▶ Aufgabe 1
Prüfe anhand des Textes über Simon Terodde, ob diese Aussagen zutreffen: (a) Terodde war dreimal Torschützenkönig der zweiten Liga. (b) Das Spiel gegen Fortuna Düsseldorf endete unentschieden. (c) Terodde erzielte das 1:0 per Kopfball. Antworte jeweils mit Ja oder Nein und zitiere die entscheidende Textstelle wörtlich.
▶ Aufgabe 2
Schreib den Text über Simon Terodde im selben Ton weiter, beginnend nach seinem letzten Satz.

▶ Vorliegender Text

──────────────────────────────

Von Thomas Hürner, Hamburg

Einen Mann wie Simon Terodde haben sie in Hamburg lange gesucht, er ist aber auch so etwas wie ein personifiziertes und ehrliches Eingeständnis. Ihm haftet das Etikett "Zweitligastürmer" an, als dreimaliger Torschützenkönig in dieser Spielklasse darf das aber als Qualitätsmerkmal gelten. Beim HSV indes sieht man sich allein aus Traditionsbewusstsein natürlich eher als Erstligaklub, der nun in der dritten Saison in Serie in unangemessenen Sphären unterwegs ist - in einem inzwischen viel zu lang andauernden Fehler in der Fußballgeschichte sozusagen.

Terodde hat in seinem Zweitligadebüt für Hamburg gleich mal zwei Tore erzielt - und das im Spitzenspiel gegen den Erstliga-Absteiger Fortuna Düsseldorf. Der 2:1-Heimsieg am vergangenen Freitagabend darf nicht nur wegen Terodde als einer mit einer kleinen Signalwirkung gelten, zumal er auf einer konzentrierten Leistung fußte und am Ende ungefährdet zustande kam. "Einzelne Spieler" wollte der neue HSV-Trainer Daniel Thioune nachher zwar nicht hervorheben, in einem Nebensatz attestierte er Terodde jedoch, "dass er weiß, wo der Rahmen steht". Er brachte sich und seine 1,92 Meter bei hohen Bällen auch immer wieder clever in Stellung. Das 1:0 erzielte er per Elfmeter kurz vor der Pause.

──────────────────────────────

▶ Aufgeführte Datensätze
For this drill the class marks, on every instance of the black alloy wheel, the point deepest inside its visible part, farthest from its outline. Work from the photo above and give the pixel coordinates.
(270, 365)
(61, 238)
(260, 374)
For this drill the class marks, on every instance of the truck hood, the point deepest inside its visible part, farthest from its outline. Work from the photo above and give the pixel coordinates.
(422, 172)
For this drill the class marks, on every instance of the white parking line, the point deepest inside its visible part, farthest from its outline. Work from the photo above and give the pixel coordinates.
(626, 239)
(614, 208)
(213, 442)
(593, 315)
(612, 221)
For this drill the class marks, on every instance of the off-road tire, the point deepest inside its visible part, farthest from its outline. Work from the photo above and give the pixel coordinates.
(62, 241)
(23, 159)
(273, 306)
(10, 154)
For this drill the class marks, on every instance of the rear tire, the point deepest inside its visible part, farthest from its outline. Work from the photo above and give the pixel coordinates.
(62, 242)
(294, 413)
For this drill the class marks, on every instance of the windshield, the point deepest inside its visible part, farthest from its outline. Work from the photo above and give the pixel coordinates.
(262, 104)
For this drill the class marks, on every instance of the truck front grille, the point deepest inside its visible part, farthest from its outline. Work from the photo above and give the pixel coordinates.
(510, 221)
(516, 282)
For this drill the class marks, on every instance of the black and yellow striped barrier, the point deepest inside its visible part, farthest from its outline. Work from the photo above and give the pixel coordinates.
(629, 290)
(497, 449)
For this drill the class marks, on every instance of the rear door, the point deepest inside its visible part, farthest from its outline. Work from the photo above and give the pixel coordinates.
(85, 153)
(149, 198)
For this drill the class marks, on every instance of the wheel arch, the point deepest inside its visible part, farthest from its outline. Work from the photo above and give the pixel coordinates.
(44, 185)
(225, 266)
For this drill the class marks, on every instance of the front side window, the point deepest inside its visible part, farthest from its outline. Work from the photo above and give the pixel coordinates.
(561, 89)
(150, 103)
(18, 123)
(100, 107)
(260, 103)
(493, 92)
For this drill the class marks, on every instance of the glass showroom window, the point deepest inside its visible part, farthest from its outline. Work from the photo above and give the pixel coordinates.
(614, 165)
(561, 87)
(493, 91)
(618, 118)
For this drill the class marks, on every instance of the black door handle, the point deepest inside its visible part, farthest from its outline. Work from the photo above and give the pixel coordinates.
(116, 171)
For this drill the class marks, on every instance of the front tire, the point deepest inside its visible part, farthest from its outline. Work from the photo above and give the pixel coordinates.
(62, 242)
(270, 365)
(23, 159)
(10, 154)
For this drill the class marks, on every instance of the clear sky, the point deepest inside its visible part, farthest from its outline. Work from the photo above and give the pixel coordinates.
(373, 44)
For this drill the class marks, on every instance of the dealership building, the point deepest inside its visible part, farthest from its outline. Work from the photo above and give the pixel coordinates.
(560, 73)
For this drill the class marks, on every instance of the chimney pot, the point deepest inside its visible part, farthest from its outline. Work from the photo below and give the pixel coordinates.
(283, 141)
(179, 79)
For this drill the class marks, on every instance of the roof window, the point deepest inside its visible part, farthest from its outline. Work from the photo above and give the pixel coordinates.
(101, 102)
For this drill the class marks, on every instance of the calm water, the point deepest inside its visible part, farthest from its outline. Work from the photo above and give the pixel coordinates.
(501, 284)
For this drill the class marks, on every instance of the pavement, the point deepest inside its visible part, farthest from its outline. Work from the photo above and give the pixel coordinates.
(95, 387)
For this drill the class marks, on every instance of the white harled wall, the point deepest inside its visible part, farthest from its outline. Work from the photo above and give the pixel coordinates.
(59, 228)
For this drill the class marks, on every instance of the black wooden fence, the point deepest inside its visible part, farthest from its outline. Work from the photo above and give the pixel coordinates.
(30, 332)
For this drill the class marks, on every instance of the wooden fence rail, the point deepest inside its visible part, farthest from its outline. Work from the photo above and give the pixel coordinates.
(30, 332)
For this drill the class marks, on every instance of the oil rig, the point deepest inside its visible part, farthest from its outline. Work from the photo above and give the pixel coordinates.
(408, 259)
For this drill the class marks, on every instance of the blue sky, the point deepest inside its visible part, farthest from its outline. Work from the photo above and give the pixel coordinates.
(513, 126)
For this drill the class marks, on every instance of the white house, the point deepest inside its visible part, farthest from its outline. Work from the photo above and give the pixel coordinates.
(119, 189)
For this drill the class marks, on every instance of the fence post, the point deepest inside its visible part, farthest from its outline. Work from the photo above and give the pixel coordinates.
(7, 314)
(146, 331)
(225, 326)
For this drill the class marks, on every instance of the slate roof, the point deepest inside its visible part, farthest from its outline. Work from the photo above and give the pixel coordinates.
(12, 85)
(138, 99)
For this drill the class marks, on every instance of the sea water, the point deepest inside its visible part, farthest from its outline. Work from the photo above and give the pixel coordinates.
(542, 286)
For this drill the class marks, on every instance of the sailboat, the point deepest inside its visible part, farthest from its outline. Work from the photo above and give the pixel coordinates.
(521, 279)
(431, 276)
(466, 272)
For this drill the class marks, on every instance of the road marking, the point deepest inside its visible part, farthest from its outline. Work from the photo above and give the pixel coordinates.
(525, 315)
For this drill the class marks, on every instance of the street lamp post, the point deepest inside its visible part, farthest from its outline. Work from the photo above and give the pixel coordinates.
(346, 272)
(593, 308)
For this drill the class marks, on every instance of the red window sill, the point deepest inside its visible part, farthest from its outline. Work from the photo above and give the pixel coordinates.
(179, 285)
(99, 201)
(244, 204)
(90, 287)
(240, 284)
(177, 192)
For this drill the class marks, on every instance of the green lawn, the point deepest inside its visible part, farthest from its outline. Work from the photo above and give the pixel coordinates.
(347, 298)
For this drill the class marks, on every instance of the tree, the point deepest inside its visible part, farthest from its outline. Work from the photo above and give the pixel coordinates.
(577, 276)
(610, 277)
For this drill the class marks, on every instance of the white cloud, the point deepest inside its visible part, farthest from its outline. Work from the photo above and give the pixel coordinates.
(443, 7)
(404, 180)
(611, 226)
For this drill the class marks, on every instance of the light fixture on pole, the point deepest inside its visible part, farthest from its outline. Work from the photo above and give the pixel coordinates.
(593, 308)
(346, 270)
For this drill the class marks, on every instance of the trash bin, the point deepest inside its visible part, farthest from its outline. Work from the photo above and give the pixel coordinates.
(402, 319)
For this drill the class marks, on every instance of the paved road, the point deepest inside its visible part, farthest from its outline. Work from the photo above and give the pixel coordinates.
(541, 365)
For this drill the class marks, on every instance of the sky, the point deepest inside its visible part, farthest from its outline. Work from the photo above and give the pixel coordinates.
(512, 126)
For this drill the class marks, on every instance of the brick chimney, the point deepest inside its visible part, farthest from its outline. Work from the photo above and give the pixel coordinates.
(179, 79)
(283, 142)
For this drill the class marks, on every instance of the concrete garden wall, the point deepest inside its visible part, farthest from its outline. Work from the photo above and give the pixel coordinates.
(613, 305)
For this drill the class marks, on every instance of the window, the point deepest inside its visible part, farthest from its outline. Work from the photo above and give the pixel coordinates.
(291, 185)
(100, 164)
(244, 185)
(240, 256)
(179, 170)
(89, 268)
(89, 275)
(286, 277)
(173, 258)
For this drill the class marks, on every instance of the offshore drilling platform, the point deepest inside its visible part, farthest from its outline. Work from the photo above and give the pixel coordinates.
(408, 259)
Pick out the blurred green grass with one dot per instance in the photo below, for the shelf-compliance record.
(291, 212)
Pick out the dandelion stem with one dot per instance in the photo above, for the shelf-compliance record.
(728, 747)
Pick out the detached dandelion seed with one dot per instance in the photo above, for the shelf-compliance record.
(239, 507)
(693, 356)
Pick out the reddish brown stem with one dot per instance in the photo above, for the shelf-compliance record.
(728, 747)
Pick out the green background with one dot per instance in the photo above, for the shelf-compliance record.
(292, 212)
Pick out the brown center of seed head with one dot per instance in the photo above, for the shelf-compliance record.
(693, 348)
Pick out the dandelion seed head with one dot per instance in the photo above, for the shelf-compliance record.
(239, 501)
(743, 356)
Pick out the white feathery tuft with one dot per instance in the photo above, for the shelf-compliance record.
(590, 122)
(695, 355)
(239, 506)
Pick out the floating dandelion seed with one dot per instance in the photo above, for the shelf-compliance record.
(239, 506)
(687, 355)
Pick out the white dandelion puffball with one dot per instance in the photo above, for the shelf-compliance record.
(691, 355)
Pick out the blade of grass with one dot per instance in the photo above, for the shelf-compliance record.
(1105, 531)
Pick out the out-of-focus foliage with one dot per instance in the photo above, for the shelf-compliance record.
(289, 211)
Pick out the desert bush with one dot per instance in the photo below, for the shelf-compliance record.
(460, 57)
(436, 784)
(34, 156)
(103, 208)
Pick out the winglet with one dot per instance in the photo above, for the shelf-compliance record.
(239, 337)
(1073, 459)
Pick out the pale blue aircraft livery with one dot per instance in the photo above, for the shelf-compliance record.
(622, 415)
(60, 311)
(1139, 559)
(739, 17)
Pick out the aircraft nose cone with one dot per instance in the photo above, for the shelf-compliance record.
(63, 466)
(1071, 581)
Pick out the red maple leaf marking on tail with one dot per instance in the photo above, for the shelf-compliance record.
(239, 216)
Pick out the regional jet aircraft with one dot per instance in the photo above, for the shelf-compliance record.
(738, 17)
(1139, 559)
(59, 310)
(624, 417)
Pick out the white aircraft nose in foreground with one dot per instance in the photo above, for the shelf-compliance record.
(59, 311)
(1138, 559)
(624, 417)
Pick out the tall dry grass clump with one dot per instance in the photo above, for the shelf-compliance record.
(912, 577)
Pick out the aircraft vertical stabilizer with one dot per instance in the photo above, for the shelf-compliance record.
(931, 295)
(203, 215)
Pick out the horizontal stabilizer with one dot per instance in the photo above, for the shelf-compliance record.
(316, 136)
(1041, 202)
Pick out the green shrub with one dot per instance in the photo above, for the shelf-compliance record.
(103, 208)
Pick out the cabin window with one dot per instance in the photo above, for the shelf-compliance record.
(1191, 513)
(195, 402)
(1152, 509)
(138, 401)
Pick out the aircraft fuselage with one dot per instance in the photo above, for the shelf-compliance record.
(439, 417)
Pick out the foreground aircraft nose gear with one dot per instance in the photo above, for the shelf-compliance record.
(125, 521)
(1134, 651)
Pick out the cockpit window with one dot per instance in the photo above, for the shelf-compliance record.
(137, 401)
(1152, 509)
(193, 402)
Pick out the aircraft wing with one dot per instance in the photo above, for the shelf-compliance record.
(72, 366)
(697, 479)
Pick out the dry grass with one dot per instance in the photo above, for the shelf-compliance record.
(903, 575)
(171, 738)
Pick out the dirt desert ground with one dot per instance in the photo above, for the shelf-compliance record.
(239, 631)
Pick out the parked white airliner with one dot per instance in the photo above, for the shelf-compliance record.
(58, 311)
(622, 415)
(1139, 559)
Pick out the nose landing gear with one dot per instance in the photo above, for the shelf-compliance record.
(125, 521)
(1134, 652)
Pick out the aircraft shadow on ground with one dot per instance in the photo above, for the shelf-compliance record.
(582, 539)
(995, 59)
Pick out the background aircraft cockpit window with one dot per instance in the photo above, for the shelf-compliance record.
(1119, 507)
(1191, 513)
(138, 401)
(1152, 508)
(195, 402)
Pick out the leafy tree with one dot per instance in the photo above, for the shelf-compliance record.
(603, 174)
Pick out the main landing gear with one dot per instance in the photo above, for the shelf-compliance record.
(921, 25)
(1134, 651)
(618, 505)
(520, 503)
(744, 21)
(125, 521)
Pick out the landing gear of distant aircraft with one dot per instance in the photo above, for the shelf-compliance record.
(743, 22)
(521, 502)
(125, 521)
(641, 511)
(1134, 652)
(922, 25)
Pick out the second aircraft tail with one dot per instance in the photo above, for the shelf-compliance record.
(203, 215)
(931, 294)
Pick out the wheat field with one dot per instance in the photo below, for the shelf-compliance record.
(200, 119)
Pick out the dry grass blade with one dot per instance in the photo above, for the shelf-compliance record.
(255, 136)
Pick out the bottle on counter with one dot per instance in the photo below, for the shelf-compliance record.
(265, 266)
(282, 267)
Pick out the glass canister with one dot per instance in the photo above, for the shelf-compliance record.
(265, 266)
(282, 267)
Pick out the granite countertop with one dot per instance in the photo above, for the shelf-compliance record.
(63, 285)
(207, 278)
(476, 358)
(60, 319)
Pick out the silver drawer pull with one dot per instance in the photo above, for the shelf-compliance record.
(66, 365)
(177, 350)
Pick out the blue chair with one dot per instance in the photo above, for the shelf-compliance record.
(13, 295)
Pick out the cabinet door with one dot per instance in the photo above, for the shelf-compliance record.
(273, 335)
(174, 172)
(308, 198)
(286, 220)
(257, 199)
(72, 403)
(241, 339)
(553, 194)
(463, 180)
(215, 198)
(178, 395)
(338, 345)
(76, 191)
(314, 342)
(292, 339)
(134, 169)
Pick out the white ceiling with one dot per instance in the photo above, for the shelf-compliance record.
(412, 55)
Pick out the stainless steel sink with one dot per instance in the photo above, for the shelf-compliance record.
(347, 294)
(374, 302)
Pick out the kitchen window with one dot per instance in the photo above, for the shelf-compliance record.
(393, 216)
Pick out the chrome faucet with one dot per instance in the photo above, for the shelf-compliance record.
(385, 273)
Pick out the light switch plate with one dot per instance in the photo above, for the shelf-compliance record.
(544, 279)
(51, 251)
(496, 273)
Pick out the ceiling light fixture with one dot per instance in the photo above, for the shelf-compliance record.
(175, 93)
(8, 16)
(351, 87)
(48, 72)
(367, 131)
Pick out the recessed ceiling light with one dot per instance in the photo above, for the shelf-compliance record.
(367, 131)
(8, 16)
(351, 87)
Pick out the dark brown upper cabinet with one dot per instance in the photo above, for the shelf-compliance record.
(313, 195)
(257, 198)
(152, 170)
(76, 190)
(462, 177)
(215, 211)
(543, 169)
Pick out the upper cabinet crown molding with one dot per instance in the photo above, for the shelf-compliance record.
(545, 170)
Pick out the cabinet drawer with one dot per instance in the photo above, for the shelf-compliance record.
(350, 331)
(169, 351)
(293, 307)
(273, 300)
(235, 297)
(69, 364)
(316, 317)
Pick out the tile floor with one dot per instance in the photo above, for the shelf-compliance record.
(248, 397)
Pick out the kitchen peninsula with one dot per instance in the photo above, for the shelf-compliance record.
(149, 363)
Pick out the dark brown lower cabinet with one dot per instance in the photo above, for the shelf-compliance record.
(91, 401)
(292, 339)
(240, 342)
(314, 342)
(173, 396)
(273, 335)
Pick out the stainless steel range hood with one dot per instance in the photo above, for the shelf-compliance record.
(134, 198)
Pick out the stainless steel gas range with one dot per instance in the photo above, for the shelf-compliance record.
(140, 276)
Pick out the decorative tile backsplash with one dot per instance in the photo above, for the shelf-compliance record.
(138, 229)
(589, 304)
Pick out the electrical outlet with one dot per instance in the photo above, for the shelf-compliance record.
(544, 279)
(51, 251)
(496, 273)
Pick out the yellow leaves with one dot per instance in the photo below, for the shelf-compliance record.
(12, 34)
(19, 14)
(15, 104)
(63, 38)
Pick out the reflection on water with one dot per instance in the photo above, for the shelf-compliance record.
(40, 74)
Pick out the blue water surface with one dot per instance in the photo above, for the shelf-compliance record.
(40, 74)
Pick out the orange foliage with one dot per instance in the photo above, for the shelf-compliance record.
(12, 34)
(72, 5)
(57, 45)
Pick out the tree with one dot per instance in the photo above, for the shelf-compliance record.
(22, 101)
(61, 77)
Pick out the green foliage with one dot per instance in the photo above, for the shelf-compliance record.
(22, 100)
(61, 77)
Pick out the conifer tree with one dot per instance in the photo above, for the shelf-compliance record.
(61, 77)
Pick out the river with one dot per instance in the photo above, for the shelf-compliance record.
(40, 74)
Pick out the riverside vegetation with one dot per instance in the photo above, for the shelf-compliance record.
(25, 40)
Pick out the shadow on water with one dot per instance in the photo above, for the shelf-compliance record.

──────────────────────────────

▶ Ergebnis 1
(a) Ja: „als dreimaliger Torschützenkönig in dieser Spielklasse darf das aber als Qualitätsmerkmal gelten“
(b) Nein: „Der 2:1-Heimsieg am vergangenen Freitagabend“
(c) Nein: „Das 1:0 erzielte er per Elfmeter kurz vor der Pause.“

▶ Ergebnis 2
"Physically top" sei der HSV gewesen, bilanzierte der Fortuna-Coach Uwe Rösler, ein Trainer mit langer England-Vergangenheit. Die Hamburger begegneten Düsseldorfs Pressing mit Risikofreude und Ballsicherheit, was auch insofern bemerkenswert war, als in Moritz Heyer ein Innenverteidiger aufgestellt worden war, der keine 24 Stunden hatte, um seinen neuen Klub kennenzulernen. Allerdings wisse Heyer, "wie sein Trainer tickt", sagte Thioune, "er hatte also nicht viel zu verlieren auf dem Platz". Thioune hat Heyer bereits in der vergangenen Saison in Osnabrück trainiert.

Zu verlieren gibt es beim HSV aber bekanntlich immer etwas, vor allem nach einem Pokal-Debakel wie in Dresden. Es war also nicht überraschend, dass die 1:4-Niederlage vom Montag weitere Maßnahmen nach sich ziehen musste. Verteidiger Toni Leistner wurde vorsichtshalber von der Mannschaft isoliert und ins Einzeltraining beordert, nachdem er gegen seinen früheren Klub auf die Tribüne gestürmt war, um einen Dynamo-Fan in Schulhof-Manier nach einer Beleidigungen zurechtzuweisen. Er hätte aufgrund gültiger Hygiene-Normen also ohnehin gefehlt, am Freitag wurde er vom Sportgericht für drei Spiele gesperrt und zu einer Geldstrafe verurteilt.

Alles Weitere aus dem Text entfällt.